All entries below are to be duplicated verbatim.

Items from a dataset
————
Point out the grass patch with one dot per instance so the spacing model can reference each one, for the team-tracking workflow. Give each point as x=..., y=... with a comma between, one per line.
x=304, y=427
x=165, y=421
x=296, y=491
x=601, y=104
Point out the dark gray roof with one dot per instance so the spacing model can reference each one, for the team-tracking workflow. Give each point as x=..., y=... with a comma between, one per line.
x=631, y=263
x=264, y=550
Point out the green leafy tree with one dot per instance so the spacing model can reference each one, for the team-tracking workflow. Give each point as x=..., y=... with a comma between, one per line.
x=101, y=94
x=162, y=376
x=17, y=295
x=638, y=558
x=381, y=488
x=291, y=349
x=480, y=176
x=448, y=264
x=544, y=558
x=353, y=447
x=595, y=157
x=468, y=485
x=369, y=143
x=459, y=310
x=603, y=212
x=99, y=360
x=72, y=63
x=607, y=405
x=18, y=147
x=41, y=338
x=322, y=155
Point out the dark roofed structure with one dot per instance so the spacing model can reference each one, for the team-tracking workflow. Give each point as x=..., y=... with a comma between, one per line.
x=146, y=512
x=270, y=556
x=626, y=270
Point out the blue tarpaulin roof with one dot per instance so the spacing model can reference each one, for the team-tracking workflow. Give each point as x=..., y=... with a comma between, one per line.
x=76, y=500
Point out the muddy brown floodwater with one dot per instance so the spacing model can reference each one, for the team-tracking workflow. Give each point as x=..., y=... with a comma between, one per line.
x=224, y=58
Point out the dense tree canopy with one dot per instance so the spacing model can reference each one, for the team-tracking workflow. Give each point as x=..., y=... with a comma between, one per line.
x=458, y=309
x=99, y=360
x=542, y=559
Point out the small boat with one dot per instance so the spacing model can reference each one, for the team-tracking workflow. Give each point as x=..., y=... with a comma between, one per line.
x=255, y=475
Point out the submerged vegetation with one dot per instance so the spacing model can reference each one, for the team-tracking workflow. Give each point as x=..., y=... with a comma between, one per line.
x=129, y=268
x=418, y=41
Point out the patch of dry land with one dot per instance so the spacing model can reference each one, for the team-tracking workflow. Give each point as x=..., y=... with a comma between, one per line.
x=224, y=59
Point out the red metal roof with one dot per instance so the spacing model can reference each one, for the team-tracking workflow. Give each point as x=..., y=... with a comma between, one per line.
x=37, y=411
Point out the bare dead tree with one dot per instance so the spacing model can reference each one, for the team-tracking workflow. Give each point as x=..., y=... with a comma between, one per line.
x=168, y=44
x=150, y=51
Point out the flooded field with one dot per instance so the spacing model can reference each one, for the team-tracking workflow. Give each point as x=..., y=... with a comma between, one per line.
————
EXERCISE ANSWER
Point out the grass patch with one dot per instance so the spacing model can reference each one, for the team-tracking workflow. Give each point as x=..., y=... with a comma between, one per line.
x=304, y=427
x=165, y=421
x=296, y=491
x=601, y=104
Point out the dark gray roof with one dot per instance so the spacing model can reference each one, for the team-tracking workflow. Give each point as x=..., y=... with a comma between, one per line.
x=631, y=263
x=264, y=550
Point out the green leafy tree with one dot per instance so the spacing model can reference each one, for the team-tracking workflow. Give each point as x=..., y=... with a comma between, one per line.
x=101, y=94
x=162, y=376
x=17, y=295
x=638, y=558
x=381, y=488
x=291, y=349
x=480, y=176
x=448, y=264
x=544, y=558
x=353, y=447
x=595, y=157
x=468, y=485
x=369, y=143
x=459, y=310
x=603, y=212
x=99, y=360
x=72, y=63
x=607, y=405
x=18, y=147
x=41, y=338
x=322, y=155
Point out the dark roofed structure with one dot per instance so the spacing model can reference each one, for the team-tracking workflow. Give each point as x=..., y=... with a comma between, one per line.
x=146, y=512
x=270, y=556
x=626, y=270
Point out the blue tarpaulin roof with one dot per instance so the spacing model can reference each one, for the team-tracking workflow. Give each point as x=..., y=... with a comma between, one per line.
x=76, y=500
Point out the muddy brown floodwater with one dot per instance so the spacing model can reference each one, for the team-tracking workflow. Give each point as x=..., y=... with a comma between, one per line.
x=224, y=58
Point out the dense tree canopy with one dot per instance so the spacing model can reference each one, for the team-tracking workflow. Give each point as x=..., y=... with a comma between, one per line.
x=458, y=309
x=99, y=360
x=542, y=559
Point out the small boat with one dot per instance so the spacing model can reference each one, for the team-tracking workflow. Give each point as x=..., y=... with a comma between, one per line.
x=255, y=475
Point out the submerged vegetation with one dot per instance so the spacing model can reference each one, for the team-tracking workflow. Give each point as x=..., y=... with a comma between, one per line.
x=129, y=268
x=418, y=41
Point out the patch of dry land with one dot per instance so the spacing model can reference each one, for the team-tracking workflow. Give each point as x=..., y=... with a comma between, one per line.
x=224, y=59
Point out the red metal roof with one dot per instance so the spacing model can reference each one, for the team-tracking workflow. Give each point as x=..., y=... with a comma between, one per line.
x=37, y=411
Point out the bare dead tree with one dot per instance so the spacing model can reference each one, for the team-tracking workflow. Give each point as x=..., y=... with a comma between, one per line.
x=168, y=44
x=150, y=51
Point out the flooded field with one dot per instance so the spacing model can reference each one, for the team-tracking workflow. Give each point as x=..., y=... with a comma between, one per line.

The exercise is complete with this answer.